* [Task] For each line of the listing, output an exact copy.

* [Entries supplied]
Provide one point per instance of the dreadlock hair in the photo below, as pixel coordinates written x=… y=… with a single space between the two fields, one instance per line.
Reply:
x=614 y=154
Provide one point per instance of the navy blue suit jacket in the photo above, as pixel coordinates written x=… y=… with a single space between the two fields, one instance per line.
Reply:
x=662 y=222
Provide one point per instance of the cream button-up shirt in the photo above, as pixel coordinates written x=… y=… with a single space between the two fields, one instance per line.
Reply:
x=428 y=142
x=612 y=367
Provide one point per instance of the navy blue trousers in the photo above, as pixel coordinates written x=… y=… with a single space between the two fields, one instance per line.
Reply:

* [Response to the exercise]
Provide one point per instance of the dreadlock hair in the photo below, as pixel coordinates written x=… y=… with a single space between the two fields, one instance per line.
Reply:
x=614 y=154
Provide one point per instance of the navy blue suit jacket in the photo above, as pixel coordinates written x=… y=… with a single space between the two fields, one instance per line.
Reply:
x=662 y=222
Provide one point per instance of the cream button-up shirt in the photo above, as pixel coordinates written x=… y=… with a single space between the two fields, one instance per line.
Reply:
x=428 y=142
x=612 y=367
Provide one point per instance of the navy blue trousers in the photo above, as pixel coordinates written x=… y=… with a single space between the two fields, one instance per line.
Reply:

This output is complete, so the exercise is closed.